▶ _Brief A_
Decide whether each statement agrees with the Southern Baptist Climate Initiative essay, answering yes or no and quoting the words of the essay that settle it: (i) The writer says his concerns number three. (ii) The writer objects to dialogue in principle. (iii) The writer accuses the initiative's leaders of naiveté.
▶ _Brief B_
Continue the Southern Baptist Climate Initiative essay, starting after its last sentence.

▶ _Text segment_
⟨
Southern Baptist Climate Initiative (Pt. 2)


My concerns are substantive, and they are three.  First, I am concerned about the carefulness of the initiative and of its leaders.  The leaders of this initiative are insistent that the issue of global warming is a defining one and that we must enter the conversation.  They are, for the most part, attempting to lead Southern Baptists in dialogue, in conversation with popular culture.  My concern is not with dialogue in principle; rather, my concern is with this particular dialogue.  On whose terms will the dialogue be conducted?

 

The conversation concerning global warming is already underway, and the conversation is already framed in either pantheistic or panentheistic categories.  We must be careful not to enter a conversation on the wrong terms.  To “strike out” in baseball is a bad thing; in bowling, it is marvelous.  One can use the same terms with almost opposite meanings and intentions and much of the spirituality tied to the global warming movement reflects a misuse of traditional Christian spirituality.  Are those involved in this environmental initiative going to challenge the terminology, clarify the categories, and engage in the battle on clearly Christian theological and ethical terms?

 

Even more to the point of carefulness is a concern that those wishing to lead may, in fact, be choosing to follow.  I’m not accusing any one of these leaders of such naiveté.  I am saying that such is the nature of leadership.  To be a leader means, at base, to know whom you are actually following.  To engage in an initiative on the environment and global warming means to be following a chorus of singers who applaud the science of climatologists, some of whom were predicting a coming ice age back in the 1970’s. 

 

Still more significant is the value ascribed by the climate choir to the issue of climate change.  Is it really such an urgent and important issue for our time?  Why?  Because lives may be impacted negatively or even lost?  Why is this issue so important today?
⟩
▶ _Information supplied_
⟨
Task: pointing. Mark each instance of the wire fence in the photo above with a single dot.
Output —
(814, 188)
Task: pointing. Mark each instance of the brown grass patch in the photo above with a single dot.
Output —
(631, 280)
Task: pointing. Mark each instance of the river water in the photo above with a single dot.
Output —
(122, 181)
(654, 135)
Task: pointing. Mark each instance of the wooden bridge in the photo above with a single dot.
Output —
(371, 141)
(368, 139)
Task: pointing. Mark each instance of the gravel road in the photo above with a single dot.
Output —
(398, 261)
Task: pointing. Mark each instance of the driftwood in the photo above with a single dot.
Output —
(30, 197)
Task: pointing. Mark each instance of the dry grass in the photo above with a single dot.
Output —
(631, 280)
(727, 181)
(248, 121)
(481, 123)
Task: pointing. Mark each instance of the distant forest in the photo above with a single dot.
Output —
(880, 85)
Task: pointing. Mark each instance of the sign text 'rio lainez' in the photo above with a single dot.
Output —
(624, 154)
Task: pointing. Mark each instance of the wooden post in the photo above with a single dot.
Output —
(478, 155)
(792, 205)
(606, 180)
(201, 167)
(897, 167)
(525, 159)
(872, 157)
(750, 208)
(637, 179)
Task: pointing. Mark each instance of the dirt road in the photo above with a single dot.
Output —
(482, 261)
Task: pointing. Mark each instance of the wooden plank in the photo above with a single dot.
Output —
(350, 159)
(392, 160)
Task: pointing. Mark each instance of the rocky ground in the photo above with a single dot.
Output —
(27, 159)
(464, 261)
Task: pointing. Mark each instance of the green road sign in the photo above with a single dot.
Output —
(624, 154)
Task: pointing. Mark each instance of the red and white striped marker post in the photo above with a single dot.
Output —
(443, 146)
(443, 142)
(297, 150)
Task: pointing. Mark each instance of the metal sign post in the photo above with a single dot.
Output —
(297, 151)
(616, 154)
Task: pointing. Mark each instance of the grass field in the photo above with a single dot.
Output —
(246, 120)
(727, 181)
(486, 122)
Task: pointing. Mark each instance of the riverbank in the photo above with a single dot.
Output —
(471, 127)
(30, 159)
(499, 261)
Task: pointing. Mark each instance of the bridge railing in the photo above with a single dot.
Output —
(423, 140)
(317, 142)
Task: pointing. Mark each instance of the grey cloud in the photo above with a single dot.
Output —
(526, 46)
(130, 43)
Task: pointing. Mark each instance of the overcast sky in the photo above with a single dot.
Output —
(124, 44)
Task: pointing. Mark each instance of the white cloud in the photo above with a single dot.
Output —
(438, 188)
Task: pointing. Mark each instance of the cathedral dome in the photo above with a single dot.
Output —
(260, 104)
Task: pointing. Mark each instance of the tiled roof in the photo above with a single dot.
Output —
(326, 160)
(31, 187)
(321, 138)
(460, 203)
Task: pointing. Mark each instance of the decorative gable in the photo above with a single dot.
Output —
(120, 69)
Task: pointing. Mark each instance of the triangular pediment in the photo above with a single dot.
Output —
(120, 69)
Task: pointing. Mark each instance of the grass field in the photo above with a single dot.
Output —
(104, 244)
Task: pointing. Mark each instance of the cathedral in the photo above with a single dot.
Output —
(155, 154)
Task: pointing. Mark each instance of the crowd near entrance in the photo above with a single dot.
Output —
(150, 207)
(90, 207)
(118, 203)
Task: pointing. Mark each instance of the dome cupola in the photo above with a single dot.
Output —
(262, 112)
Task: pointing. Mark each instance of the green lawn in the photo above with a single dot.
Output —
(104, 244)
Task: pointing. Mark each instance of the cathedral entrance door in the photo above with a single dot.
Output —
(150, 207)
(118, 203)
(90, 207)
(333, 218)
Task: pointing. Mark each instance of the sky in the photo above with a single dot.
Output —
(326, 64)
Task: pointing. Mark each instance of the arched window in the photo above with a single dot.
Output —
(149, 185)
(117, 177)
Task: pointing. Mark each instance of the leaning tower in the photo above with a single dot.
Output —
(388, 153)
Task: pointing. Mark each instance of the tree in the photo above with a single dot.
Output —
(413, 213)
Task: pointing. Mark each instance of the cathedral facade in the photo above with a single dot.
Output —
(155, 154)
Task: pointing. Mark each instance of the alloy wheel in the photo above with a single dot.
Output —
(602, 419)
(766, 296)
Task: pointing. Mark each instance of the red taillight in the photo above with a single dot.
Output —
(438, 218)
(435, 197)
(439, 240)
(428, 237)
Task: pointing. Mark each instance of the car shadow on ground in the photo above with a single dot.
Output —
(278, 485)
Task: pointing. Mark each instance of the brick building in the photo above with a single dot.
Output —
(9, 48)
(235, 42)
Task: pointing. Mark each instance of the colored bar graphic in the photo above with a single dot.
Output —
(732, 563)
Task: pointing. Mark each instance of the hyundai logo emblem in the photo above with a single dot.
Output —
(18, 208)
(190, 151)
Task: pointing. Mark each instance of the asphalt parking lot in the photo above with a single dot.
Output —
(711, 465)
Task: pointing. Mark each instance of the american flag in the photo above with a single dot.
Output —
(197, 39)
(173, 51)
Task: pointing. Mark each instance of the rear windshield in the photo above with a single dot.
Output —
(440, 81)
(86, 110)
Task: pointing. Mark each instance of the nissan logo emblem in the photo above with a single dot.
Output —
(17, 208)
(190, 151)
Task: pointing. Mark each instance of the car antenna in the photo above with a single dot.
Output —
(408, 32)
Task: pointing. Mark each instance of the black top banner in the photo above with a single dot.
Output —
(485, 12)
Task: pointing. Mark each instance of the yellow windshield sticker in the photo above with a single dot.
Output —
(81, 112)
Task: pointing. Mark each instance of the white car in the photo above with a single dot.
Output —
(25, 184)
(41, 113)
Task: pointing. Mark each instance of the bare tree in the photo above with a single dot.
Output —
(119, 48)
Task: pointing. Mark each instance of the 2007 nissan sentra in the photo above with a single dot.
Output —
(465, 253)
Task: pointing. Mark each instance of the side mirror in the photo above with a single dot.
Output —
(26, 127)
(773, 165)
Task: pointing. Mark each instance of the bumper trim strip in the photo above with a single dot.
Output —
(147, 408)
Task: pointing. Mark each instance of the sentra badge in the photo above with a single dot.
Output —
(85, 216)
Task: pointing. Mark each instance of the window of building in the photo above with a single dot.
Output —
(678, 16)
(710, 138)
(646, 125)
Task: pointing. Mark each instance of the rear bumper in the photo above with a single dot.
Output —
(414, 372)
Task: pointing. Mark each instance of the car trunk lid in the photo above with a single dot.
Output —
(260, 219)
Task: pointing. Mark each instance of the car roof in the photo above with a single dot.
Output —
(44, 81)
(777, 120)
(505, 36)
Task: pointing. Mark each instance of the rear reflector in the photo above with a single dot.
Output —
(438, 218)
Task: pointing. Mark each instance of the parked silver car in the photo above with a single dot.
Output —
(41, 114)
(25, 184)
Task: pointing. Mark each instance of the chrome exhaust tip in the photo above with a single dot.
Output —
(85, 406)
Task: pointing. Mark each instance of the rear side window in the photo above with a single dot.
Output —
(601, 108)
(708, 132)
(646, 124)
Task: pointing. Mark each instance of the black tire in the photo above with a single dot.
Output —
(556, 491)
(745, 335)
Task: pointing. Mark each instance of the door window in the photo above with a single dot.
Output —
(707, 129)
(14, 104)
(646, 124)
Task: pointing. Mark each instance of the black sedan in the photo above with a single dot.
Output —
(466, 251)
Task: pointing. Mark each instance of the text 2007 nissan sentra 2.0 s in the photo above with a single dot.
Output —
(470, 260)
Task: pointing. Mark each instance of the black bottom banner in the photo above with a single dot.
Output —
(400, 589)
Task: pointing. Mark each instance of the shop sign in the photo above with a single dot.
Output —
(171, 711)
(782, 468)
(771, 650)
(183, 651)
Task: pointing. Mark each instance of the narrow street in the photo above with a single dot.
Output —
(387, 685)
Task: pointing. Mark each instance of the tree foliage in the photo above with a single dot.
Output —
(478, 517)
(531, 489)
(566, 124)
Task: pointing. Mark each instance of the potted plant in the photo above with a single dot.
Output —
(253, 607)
⟩
▶ _Task response A_
(i) Yes: "My concerns are substantive, and they are three."
(ii) No: "My concern is not with dialogue in principle"
(iii) No: "I’m not accusing any one of these leaders of such naiveté."

▶ _Task response B_
 

It seems to me that this question needs to be fleshed out thoroughly by the initiative in order to demonstrate that they are, in fact, leading and not merely following a chorus in vanity.  Why is it that it is this conversation on climate change that needs our attention?  Is it because liberal professors are concerned or Hollywood is concerned or democrats are concerned or republicans need to be concerned or Christians need to be engaged?  And what is the compelling reason for us—Southern Baptists—to be concerned about this particular issue at this particular time?  Is it the case that this needs immediate attention when 3,500 babies are killed in the womb every day in America?  Why this initiative and not an initiative against Islamism, which conducted 37 attacks, leaving 263 dead and 447 seriously wounded just last week. 

 

Given the urgency of the situation with AIDS in Africa, hunger and disease in Darfur, the sexual slave trade in Asia, and Christian persecution in more than 40 countries around the world—is the potentiality of human caused climate change the initiative in which Southern Baptists ought to be taking the lead?  Are we sure we are leading and not being led by the agenda of another?  We must know the answer to these questions.  Leaders and signatories of this initiative must be careful and must be clear.